[TRY IT] Give back every line of the data below exactly.

● ● ●

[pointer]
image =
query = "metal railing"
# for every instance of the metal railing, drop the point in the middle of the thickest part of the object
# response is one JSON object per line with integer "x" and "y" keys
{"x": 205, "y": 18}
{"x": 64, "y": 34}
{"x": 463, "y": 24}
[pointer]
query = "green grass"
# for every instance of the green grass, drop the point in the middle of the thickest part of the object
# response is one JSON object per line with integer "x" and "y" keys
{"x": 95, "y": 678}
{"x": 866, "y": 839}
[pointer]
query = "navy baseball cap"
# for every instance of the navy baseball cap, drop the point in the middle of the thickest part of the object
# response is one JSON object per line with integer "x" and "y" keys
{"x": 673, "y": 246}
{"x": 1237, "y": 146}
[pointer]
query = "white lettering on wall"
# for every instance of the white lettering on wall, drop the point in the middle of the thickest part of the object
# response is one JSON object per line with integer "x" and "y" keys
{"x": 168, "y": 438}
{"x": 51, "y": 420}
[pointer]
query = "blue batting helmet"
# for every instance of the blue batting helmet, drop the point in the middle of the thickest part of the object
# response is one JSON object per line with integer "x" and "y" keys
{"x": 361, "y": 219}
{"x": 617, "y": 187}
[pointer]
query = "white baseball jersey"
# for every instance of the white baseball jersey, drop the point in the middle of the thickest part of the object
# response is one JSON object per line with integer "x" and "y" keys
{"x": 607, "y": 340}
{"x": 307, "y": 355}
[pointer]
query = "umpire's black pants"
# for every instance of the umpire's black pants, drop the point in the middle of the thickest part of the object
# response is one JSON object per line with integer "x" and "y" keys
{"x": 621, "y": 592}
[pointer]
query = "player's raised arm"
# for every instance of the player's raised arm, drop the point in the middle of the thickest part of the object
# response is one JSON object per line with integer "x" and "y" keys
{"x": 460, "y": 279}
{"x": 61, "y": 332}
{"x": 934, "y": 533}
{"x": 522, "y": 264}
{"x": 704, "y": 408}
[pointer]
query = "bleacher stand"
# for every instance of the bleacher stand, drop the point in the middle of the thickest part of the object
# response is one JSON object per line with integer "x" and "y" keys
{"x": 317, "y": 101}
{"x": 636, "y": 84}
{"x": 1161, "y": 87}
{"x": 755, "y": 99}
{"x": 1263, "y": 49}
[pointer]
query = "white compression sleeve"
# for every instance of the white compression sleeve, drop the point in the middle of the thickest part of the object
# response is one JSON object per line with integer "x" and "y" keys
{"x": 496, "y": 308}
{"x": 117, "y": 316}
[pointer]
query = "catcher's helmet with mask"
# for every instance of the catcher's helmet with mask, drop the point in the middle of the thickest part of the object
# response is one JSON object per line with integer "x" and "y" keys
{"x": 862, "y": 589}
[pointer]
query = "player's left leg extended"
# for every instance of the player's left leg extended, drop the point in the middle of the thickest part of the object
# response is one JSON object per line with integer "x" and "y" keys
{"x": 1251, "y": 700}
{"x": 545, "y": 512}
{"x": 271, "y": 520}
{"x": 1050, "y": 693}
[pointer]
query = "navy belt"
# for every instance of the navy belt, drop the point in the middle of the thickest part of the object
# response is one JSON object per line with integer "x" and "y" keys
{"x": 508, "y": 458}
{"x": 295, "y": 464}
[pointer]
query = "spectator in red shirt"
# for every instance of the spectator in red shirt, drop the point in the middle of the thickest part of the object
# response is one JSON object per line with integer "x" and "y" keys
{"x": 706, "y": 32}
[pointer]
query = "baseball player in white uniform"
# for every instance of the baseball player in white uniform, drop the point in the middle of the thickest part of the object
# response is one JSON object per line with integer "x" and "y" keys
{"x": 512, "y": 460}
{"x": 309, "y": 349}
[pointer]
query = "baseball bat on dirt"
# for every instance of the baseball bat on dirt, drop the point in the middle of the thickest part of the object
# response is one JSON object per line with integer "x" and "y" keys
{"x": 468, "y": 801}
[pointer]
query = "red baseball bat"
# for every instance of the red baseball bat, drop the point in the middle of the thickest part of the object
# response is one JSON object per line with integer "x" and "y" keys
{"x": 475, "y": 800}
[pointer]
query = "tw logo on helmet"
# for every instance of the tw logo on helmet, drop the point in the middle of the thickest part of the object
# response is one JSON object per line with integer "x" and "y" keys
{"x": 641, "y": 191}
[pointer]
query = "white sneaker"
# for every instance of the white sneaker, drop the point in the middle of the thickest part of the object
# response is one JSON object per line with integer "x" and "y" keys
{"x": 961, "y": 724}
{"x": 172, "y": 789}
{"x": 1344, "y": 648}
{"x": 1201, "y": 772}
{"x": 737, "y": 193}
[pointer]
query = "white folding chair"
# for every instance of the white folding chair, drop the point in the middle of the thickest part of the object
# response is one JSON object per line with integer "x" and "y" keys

● ● ●

[ANSWER TO THE PROBLEM]
[pointer]
image =
query = "metal railing"
# for every instance of the metal railing, drop the point in the middle of the thickest part of the object
# response is one JSON object per line with integer "x" and "y" keys
{"x": 205, "y": 18}
{"x": 64, "y": 34}
{"x": 463, "y": 24}
[pointer]
query = "green grass"
# for every instance of the green grass, drop the point in the middle of the thickest part of the object
# response is one JSON object per line with integer "x" and "y" keys
{"x": 95, "y": 678}
{"x": 866, "y": 839}
[pointer]
query = "navy baseball cap"
# for every instance of the navy baseball cap, drop the point in the middle of the thickest part of the object
# response is one JSON object per line with integer "x" and "y" keys
{"x": 673, "y": 246}
{"x": 1237, "y": 146}
[pointer]
query = "white lettering on wall"
# for every instance of the white lettering on wall, drop the point in the middle of the thickest part of the object
# response is one JSON object per line with integer "x" and "y" keys
{"x": 168, "y": 438}
{"x": 51, "y": 420}
[pointer]
query = "blue batting helmet"
# for every instance of the blue batting helmet, drop the point in the middle of the thickest part of the object
# response is one JSON object per line with integer "x" and "y" keys
{"x": 361, "y": 219}
{"x": 617, "y": 187}
[pointer]
query = "white baseball jersey"
# for every instance of the white baseball jersey, drop the point in the middle of the thickest part of the object
# response is one JSON object per line with integer "x" and "y" keys
{"x": 607, "y": 340}
{"x": 307, "y": 355}
[pointer]
query = "umpire's black pants"
# for every instance of the umpire's black pants, drop the point in the middle of the thickest part of the object
# response is one JSON object per line with integer "x" and "y" keys
{"x": 621, "y": 592}
[pointer]
query = "player's raised arm"
# for every instance of the player's raised arm, drop the point in the middle of the thickest part of the object
# response is one JSON object per line with integer "x" and "y" keys
{"x": 460, "y": 279}
{"x": 61, "y": 332}
{"x": 934, "y": 533}
{"x": 522, "y": 264}
{"x": 704, "y": 408}
[pointer]
query = "bleacher stand"
# for every instance of the bleacher stand, drop the point in the middle of the thickest part of the object
# response is one JSON object per line with integer "x" and "y" keys
{"x": 317, "y": 101}
{"x": 636, "y": 84}
{"x": 1161, "y": 87}
{"x": 755, "y": 99}
{"x": 1263, "y": 49}
[pointer]
query = "white compression sleeve"
# for every instance of the white compression sleeve, drop the point in the middle of the thickest part of the object
# response is one JSON object per line with integer "x" and "y" keys
{"x": 496, "y": 308}
{"x": 117, "y": 316}
[pointer]
query = "catcher's helmet with mask"
# for every instance of the catcher's helmet with mask, drop the point in the middle of the thickest part of the object
# response is one JSON object per line with integer "x" and "y" keys
{"x": 862, "y": 589}
[pointer]
query = "player's left leg extended"
# for every instance of the player's left leg extended, drop the point in the middle of the thickest part of the object
# response is one JSON object per line with integer "x" and "y" keys
{"x": 1251, "y": 700}
{"x": 545, "y": 512}
{"x": 271, "y": 520}
{"x": 1050, "y": 693}
[pointer]
query = "navy belt"
# for every instance of the navy belt, drop the point in the middle of the thickest part of the object
# response is one JSON object per line with integer "x" and "y" keys
{"x": 508, "y": 458}
{"x": 295, "y": 464}
[pointer]
query = "spectator in red shirt"
# for every instance of the spectator in red shirt, drop the point in the middle of the thickest part of the object
# response is one JSON object per line with integer "x" and "y" keys
{"x": 706, "y": 32}
[pointer]
query = "baseball player in white uniform"
# for every instance of the baseball player in white uniform, drop the point in the middle of the thickest part of the object
# response is one JSON object per line with integer "x" and "y" keys
{"x": 512, "y": 460}
{"x": 309, "y": 349}
[pointer]
query = "baseball bat on dirt"
# for every instance of the baseball bat on dirt, drop the point in the middle of the thickest part of the object
# response is one JSON object per line with integer "x" and "y" keys
{"x": 468, "y": 801}
[pointer]
query = "red baseball bat"
# for every instance of the red baseball bat, drop the point in the middle of the thickest part of the object
# response is one JSON object per line with integer "x" and "y" keys
{"x": 475, "y": 800}
[pointer]
query = "tw logo on helmet"
# for every instance of the tw logo on helmet, drop the point in the middle of the thickest part of the object
# response is one JSON object per line with integer "x" and "y" keys
{"x": 641, "y": 191}
[pointer]
query = "white sneaker"
# for every instance of the white sneaker, drop the point in the middle of the thickest part of the object
# response is one JSON object per line with integer "x" and "y" keys
{"x": 961, "y": 724}
{"x": 172, "y": 789}
{"x": 1344, "y": 648}
{"x": 1201, "y": 772}
{"x": 737, "y": 193}
[pointer]
query = "white folding chair"
# for every instance of the white folding chair, drop the point in the middle of the thickest part of the object
# response is one JSON object per line with integer "x" and "y" keys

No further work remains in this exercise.